— EXTRACT —
The Reserve Bank’s final Monetary Policy Statement for 2020 gave no update on the projected level of the Official Cash Rate (OCR – currently 0.25%) beyond March next year, but many professionals are now predicting the possibility of a negative OCR in 2021. Additional monetary stimulus to the economy will be provided through a Funding for Lending Programme (FLP) for banks, though details are light.
What is clear is that people with money in the bank are getting the lowest interest rates since the 1960s, and those rates could still fall further. Retail rates are unlikely to slip below zero, but inflation can quickly erode any return that is received.
Technically, money in a bank is still an investment and still comes with a level of risk – you’re investing your money in the bank itself and they are promising to give the money back to you, with a small amount of interest. However, when we refer to investing, we’re generally thinking about investing in non-bank businesses. Over the longer-term, these investments can help you save for your longer-term goals such as buying a house, or planning for retirement.
As we’ve mentioned previously, no investment comes without risk. It’s important to diversify by taking a portfolio approach to your investment strategy, and also to ensure you do due diligence on any companies you invest in. Generally you will be rewarded with a risk premium (or bigger increase in value) for risk you take. Over the long term, the higher the risk, the higher the reward (on average) but what you should invest in does depend on your appetite for risk.

— CHALLENGES —
**a.** Answer each question from the passage on low interest rates.
(i) What is the current level of the Official Cash Rate?
(ii) Since when have interest rates for people with money in the bank not been this low?
(iii) What does the passage give in parentheses as the meaning of a risk premium?
**b.** Write out the passage on low interest rates between "What is clear" and "that is received.", inclusive.
**c.** List every year, month or decade that the passage on low interest rates mentions.
The records that follow have no connection to the passage on low interest rates.

— MATERIAL —

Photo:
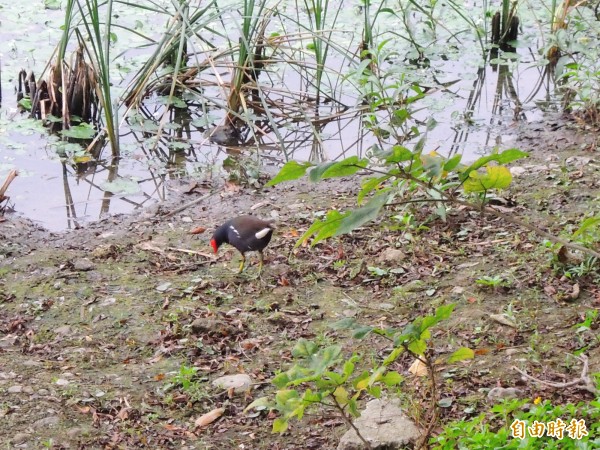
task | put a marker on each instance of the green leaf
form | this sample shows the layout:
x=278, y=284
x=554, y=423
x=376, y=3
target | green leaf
x=497, y=177
x=369, y=185
x=291, y=170
x=432, y=164
x=510, y=155
x=392, y=378
x=82, y=131
x=280, y=425
x=317, y=172
x=461, y=354
x=259, y=404
x=348, y=166
x=418, y=347
x=452, y=163
x=323, y=229
x=397, y=154
x=304, y=349
x=393, y=356
x=362, y=215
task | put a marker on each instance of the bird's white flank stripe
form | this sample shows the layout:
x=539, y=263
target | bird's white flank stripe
x=262, y=233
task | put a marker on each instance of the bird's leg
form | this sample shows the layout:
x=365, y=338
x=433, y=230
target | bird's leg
x=242, y=262
x=260, y=261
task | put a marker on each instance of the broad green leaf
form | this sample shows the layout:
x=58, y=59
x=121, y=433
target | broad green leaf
x=397, y=154
x=348, y=368
x=291, y=170
x=304, y=349
x=348, y=323
x=341, y=395
x=510, y=155
x=280, y=425
x=496, y=177
x=285, y=396
x=323, y=229
x=369, y=185
x=348, y=166
x=452, y=163
x=317, y=171
x=259, y=403
x=461, y=354
x=335, y=377
x=362, y=215
x=418, y=347
x=82, y=131
x=281, y=380
x=432, y=164
x=392, y=378
x=393, y=356
x=325, y=358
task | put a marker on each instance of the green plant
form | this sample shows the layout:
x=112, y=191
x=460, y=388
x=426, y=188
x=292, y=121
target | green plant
x=324, y=377
x=501, y=427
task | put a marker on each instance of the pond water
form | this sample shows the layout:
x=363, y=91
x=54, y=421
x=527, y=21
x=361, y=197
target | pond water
x=476, y=107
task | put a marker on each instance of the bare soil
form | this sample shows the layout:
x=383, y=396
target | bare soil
x=96, y=323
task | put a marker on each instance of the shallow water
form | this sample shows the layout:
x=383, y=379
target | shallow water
x=476, y=110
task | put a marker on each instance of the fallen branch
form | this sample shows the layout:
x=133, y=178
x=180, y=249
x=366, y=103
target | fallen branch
x=9, y=179
x=584, y=381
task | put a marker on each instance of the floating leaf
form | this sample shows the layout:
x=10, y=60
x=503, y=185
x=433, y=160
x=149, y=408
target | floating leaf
x=496, y=177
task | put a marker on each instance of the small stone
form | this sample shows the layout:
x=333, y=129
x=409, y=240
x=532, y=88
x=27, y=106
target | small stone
x=498, y=394
x=19, y=438
x=240, y=383
x=64, y=330
x=391, y=255
x=82, y=265
x=46, y=422
x=212, y=326
x=384, y=425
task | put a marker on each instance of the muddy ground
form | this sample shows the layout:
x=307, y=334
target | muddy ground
x=96, y=323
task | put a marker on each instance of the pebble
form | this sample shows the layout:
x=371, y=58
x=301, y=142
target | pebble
x=240, y=383
x=46, y=422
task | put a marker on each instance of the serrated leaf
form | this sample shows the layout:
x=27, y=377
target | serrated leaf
x=348, y=166
x=369, y=185
x=496, y=177
x=259, y=403
x=392, y=378
x=362, y=215
x=82, y=131
x=316, y=172
x=304, y=348
x=461, y=354
x=280, y=425
x=291, y=170
x=452, y=163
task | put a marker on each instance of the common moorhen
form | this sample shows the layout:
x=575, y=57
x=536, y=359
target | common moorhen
x=247, y=234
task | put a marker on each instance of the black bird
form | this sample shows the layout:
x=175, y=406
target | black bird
x=247, y=234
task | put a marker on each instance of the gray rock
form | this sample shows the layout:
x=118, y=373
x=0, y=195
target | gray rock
x=82, y=265
x=240, y=383
x=498, y=394
x=391, y=256
x=19, y=438
x=46, y=422
x=384, y=425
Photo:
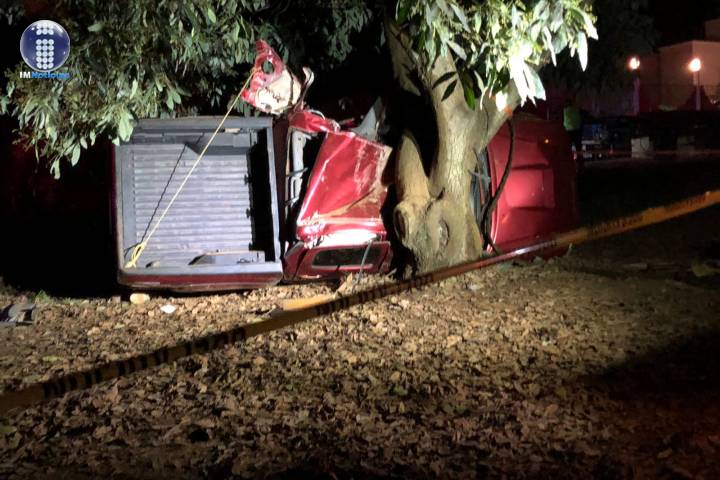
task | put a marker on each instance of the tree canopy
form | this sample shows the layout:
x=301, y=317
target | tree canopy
x=627, y=30
x=148, y=58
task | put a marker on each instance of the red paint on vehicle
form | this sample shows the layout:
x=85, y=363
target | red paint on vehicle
x=345, y=189
x=539, y=197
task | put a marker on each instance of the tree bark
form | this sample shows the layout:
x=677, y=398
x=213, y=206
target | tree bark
x=433, y=219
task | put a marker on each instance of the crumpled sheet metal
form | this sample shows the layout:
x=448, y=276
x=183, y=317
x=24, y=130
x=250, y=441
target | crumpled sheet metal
x=17, y=314
x=273, y=92
x=346, y=186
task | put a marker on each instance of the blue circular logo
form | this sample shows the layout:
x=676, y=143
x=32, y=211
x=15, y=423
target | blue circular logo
x=45, y=45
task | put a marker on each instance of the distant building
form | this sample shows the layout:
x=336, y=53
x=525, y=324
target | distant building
x=667, y=82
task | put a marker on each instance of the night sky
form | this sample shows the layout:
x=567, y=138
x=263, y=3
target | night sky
x=682, y=21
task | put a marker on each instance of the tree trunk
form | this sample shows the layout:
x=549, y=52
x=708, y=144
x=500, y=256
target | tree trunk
x=434, y=219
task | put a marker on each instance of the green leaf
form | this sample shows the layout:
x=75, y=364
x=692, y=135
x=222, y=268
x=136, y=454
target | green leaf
x=582, y=49
x=133, y=89
x=443, y=78
x=459, y=51
x=75, y=155
x=461, y=16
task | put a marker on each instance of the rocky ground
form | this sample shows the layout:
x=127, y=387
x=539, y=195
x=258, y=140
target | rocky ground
x=600, y=364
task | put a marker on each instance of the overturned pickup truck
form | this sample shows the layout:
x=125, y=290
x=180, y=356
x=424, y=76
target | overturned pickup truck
x=299, y=198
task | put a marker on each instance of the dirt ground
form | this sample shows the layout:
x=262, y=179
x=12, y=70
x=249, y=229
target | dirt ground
x=601, y=364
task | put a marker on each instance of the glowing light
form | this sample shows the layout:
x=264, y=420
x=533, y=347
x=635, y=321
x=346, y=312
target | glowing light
x=695, y=65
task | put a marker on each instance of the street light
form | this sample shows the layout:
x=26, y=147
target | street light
x=695, y=66
x=634, y=63
x=634, y=66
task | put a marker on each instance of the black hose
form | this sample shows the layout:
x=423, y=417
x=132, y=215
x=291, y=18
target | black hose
x=492, y=204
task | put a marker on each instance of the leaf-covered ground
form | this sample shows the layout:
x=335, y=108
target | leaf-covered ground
x=601, y=364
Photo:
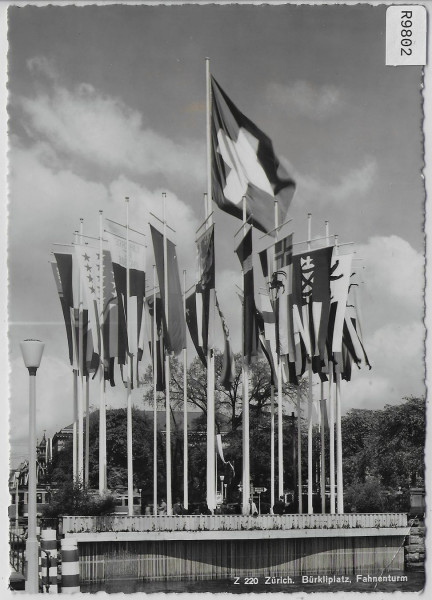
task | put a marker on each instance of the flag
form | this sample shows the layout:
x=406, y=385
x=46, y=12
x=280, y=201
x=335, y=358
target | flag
x=281, y=284
x=135, y=259
x=250, y=331
x=192, y=323
x=220, y=452
x=175, y=334
x=244, y=164
x=67, y=275
x=339, y=283
x=205, y=289
x=352, y=336
x=156, y=345
x=311, y=302
x=65, y=305
x=226, y=378
x=267, y=335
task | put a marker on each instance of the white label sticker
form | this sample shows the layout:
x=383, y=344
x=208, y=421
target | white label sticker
x=406, y=35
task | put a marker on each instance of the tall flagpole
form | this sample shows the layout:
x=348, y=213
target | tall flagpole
x=185, y=415
x=129, y=372
x=211, y=440
x=154, y=396
x=310, y=400
x=87, y=436
x=167, y=371
x=75, y=421
x=102, y=407
x=331, y=426
x=322, y=449
x=80, y=466
x=299, y=455
x=340, y=502
x=245, y=444
x=279, y=367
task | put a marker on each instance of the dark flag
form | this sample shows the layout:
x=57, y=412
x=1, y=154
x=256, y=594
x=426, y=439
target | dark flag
x=311, y=302
x=205, y=289
x=250, y=330
x=192, y=323
x=244, y=164
x=175, y=335
x=226, y=378
x=157, y=349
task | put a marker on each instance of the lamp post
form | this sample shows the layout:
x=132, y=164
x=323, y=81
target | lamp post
x=32, y=354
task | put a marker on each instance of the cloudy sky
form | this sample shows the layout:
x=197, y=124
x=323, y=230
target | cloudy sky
x=109, y=101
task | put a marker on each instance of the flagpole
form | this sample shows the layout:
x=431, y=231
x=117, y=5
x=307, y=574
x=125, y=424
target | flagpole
x=167, y=371
x=279, y=374
x=129, y=372
x=339, y=475
x=154, y=396
x=102, y=407
x=272, y=454
x=245, y=428
x=322, y=470
x=87, y=436
x=211, y=442
x=80, y=466
x=185, y=412
x=299, y=470
x=75, y=422
x=310, y=400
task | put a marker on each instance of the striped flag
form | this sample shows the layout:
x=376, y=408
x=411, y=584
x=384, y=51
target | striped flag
x=250, y=330
x=244, y=164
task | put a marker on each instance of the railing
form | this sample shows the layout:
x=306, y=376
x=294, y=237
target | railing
x=17, y=552
x=120, y=523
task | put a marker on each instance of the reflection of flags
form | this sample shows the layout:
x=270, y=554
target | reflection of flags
x=244, y=164
x=220, y=452
x=158, y=343
x=311, y=302
x=205, y=289
x=192, y=323
x=175, y=338
x=228, y=367
x=250, y=332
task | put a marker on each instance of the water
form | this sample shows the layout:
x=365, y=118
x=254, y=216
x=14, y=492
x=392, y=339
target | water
x=407, y=582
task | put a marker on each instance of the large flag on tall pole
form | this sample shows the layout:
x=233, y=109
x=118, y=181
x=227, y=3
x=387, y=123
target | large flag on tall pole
x=131, y=310
x=244, y=164
x=250, y=329
x=175, y=335
x=311, y=302
x=205, y=289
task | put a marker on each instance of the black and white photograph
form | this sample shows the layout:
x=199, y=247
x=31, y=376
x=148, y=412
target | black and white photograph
x=215, y=250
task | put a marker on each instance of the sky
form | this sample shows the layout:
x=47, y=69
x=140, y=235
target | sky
x=109, y=101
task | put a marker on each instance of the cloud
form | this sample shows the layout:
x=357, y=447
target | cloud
x=86, y=125
x=351, y=184
x=306, y=99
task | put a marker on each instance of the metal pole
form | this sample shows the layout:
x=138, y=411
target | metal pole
x=129, y=375
x=167, y=371
x=32, y=545
x=185, y=411
x=154, y=396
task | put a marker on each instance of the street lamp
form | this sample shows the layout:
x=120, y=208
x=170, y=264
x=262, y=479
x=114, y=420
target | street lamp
x=32, y=354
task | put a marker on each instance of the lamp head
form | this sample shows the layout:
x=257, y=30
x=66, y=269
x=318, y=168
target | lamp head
x=32, y=351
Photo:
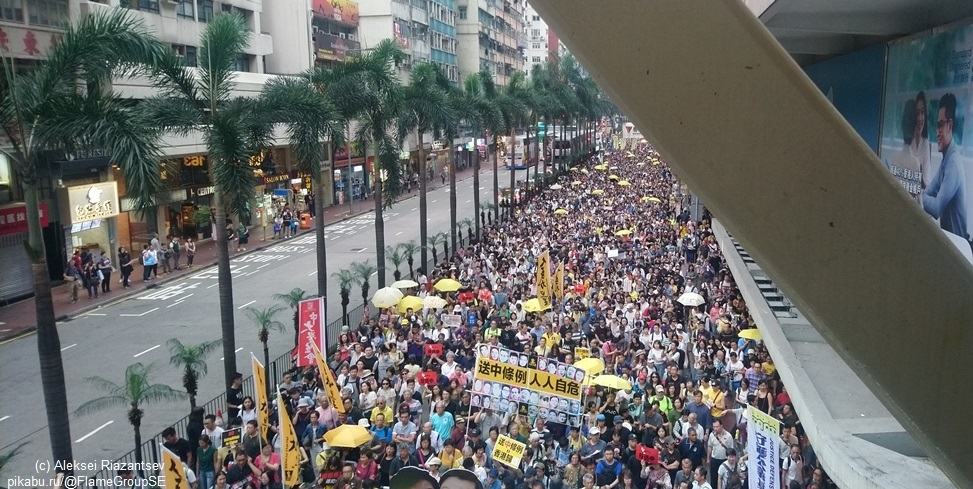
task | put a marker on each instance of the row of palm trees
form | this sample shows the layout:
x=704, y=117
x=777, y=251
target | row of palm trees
x=46, y=110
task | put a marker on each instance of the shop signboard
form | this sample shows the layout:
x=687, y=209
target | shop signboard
x=89, y=202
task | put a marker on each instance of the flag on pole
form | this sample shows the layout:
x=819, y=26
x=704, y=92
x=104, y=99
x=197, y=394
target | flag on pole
x=290, y=454
x=330, y=384
x=260, y=387
x=543, y=281
x=172, y=470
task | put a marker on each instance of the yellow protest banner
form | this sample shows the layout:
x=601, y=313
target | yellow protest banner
x=172, y=470
x=539, y=380
x=508, y=451
x=330, y=384
x=543, y=281
x=290, y=453
x=260, y=389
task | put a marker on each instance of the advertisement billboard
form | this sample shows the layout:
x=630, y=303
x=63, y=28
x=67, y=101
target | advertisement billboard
x=926, y=122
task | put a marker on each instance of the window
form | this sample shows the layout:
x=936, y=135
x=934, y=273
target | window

— SET OF ANSWERS —
**a.**
(i) 0.25%
(ii) The 1960s
(iii) A bigger increase in value

**b.**
What is clear is that people with money in the bank are getting the lowest interest rates since the 1960s, and those rates could still fall further. Retail rates are unlikely to slip below zero, but inflation can quickly erode any return that is received.

**c.**
- 2020
- March next year
- 2021
- The 1960s